## Request
Quote all of the entries word for word.

☆ ☆ ☆ ☆ ☆

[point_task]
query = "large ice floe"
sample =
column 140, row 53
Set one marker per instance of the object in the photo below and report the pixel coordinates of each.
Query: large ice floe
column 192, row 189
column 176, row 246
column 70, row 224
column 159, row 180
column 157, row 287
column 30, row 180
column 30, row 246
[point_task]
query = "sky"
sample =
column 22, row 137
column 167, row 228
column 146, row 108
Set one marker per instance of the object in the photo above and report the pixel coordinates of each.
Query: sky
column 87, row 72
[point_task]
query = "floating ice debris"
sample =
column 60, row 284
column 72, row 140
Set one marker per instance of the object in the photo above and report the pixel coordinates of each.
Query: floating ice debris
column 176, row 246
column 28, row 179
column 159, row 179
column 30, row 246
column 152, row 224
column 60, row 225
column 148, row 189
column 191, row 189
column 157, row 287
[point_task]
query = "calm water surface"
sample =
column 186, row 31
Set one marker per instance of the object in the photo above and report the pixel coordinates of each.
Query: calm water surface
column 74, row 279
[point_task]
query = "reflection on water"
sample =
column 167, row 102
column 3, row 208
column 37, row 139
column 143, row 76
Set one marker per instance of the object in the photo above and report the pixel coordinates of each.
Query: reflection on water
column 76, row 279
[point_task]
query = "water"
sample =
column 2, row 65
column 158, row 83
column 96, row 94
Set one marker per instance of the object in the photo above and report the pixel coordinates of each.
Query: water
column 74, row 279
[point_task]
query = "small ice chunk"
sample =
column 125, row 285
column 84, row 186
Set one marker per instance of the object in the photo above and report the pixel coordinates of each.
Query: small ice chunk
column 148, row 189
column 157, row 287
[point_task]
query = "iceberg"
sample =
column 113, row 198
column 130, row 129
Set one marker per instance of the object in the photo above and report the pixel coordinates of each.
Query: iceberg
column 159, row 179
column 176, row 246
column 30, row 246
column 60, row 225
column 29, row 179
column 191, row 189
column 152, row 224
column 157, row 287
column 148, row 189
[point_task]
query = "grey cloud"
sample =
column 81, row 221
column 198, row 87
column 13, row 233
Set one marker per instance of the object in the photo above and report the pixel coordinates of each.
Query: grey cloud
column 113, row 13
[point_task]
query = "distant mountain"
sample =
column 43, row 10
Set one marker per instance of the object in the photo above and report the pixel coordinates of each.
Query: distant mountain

☆ ☆ ☆ ☆ ☆

## The reply
[point_task]
query = "large ice floe"
sample =
column 140, row 53
Set one marker per instance of the object in the photo below and report the pixel coordinates of each.
Query: large ice floe
column 192, row 189
column 176, row 246
column 70, row 224
column 159, row 180
column 157, row 287
column 30, row 180
column 30, row 246
[point_task]
query = "sky"
sample =
column 22, row 137
column 167, row 228
column 146, row 108
Set one marker per instance of the object in the photo above and report the pixel coordinates of each.
Query: sky
column 87, row 72
[point_task]
query = "floating ice debris"
sample =
column 60, row 284
column 72, row 140
Set one marker per instance of the object in the photo above and report the pixel coordinates of each.
Query: floating ice debris
column 176, row 246
column 28, row 179
column 159, row 179
column 30, row 246
column 152, row 224
column 60, row 225
column 148, row 189
column 191, row 189
column 157, row 287
[point_task]
query = "calm water surface"
sample =
column 186, row 31
Set one marker per instance of the object in the photo above and report the pixel coordinates of each.
Query: calm water surface
column 74, row 279
[point_task]
query = "reflection on water"
sample =
column 167, row 102
column 3, row 208
column 37, row 139
column 143, row 76
Set one marker per instance of the object in the photo above and report the pixel coordinates of each.
Query: reflection on water
column 76, row 279
[point_task]
query = "water"
sample =
column 2, row 65
column 158, row 83
column 96, row 94
Set one marker per instance of the object in the photo above and report the pixel coordinates of each.
Query: water
column 74, row 279
[point_task]
query = "small ice chunk"
sample =
column 125, row 285
column 84, row 186
Set one marker per instance of the object in the photo above and report the pixel coordinates of each.
Query: small ice chunk
column 148, row 189
column 157, row 287
[point_task]
query = "iceberg"
sample =
column 113, row 198
column 130, row 129
Set one marker per instance of the object in the photo above and report the pixel coordinates of each.
Query: iceberg
column 159, row 179
column 176, row 246
column 30, row 246
column 60, row 225
column 29, row 179
column 191, row 189
column 152, row 224
column 157, row 287
column 148, row 189
[point_task]
query = "grey cloud"
sample =
column 81, row 221
column 198, row 87
column 13, row 233
Set one marker per instance of the object in the photo above and report the pixel coordinates of each.
Query: grey cloud
column 113, row 13
[point_task]
query = "distant mountain"
sample =
column 43, row 10
Set one marker per instance of the object in the photo above and report the pixel coordinates of each.
Query: distant mountain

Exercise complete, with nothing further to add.